Problem description - The expected result is an exact restatement of the data, free of pictures.

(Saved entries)
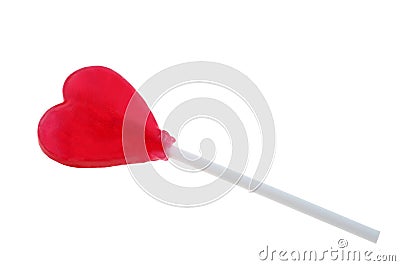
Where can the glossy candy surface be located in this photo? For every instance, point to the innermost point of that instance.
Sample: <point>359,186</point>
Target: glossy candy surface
<point>86,129</point>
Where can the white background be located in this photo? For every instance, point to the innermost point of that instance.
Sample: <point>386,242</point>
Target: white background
<point>329,71</point>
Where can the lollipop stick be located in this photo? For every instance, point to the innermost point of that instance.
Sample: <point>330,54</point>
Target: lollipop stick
<point>277,195</point>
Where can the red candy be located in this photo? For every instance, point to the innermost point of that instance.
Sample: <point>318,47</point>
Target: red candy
<point>86,129</point>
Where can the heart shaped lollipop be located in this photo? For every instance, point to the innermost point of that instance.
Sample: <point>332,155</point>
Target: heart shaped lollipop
<point>86,130</point>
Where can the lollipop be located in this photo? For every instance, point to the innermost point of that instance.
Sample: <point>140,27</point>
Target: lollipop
<point>87,130</point>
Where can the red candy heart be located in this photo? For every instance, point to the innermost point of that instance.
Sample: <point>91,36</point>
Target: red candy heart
<point>86,129</point>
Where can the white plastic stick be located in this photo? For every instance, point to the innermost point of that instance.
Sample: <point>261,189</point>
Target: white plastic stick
<point>277,195</point>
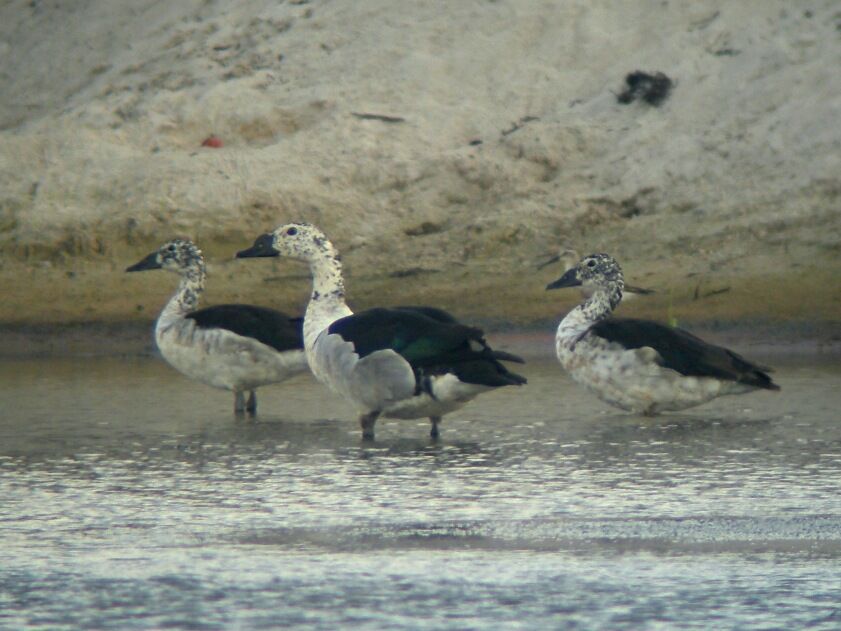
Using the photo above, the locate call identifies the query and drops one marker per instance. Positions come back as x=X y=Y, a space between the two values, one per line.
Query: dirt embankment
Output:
x=446 y=150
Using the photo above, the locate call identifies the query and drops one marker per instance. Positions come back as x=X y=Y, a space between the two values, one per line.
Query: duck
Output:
x=234 y=347
x=400 y=362
x=569 y=256
x=642 y=366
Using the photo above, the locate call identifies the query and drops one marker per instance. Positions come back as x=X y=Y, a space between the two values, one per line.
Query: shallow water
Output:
x=132 y=499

Reply to the exercise -
Where can the glossy candy surface be located in this photo? For every instance, point to the innermost point of that instance.
Sample: <point>359,186</point>
Target: glossy candy surface
<point>86,129</point>
Where can the white background be located in this photo? For every instance, point to the innermost point of that instance.
Sample: <point>386,242</point>
Target: white background
<point>329,71</point>
Where can the lollipop stick be located in this photo? For every instance, point to the innermost point of that instance.
Sample: <point>330,54</point>
Target: lollipop stick
<point>277,195</point>
Where can the red candy be located in this photo? For every instance, point to the innermost point of that instance.
Sample: <point>318,47</point>
Target: red candy
<point>86,129</point>
Where can the heart shaped lollipop be located in this photo? For every instance, point to the innermost point of that instance.
Sample: <point>332,155</point>
Target: heart shaped lollipop
<point>86,130</point>
Where can the lollipop be located in this photo? For every instance, point to the innermost point of that instance.
Sample: <point>140,27</point>
Target: lollipop
<point>87,130</point>
Where can the red candy heart be located in this photo? For every instance, point to the innermost point of that instance.
Sample: <point>91,36</point>
Target: red candy heart
<point>86,129</point>
Where can the white plastic stick be located in this photo? For every instance, point to the innermost point of that instance.
Sample: <point>261,189</point>
Target: white plastic stick
<point>277,195</point>
Using the photo above, the locate call identifies the query and drops one marker per instance. Positions come back as x=X y=Y, a space between the two values, one per line.
Query: dirt embankment
Output:
x=446 y=150
Using the photo above, the locate call identifies the query and drops one marker per instance. Positions come back as x=X y=Y, a space between the two values, one per line.
Query: duck
Output:
x=234 y=347
x=400 y=362
x=569 y=256
x=642 y=366
Using the photo above, the locate call identifies the query and drops one marker per instance. Positions come back as x=X y=Y, a space between the two values, one per line.
Query: shallow water
Output:
x=132 y=499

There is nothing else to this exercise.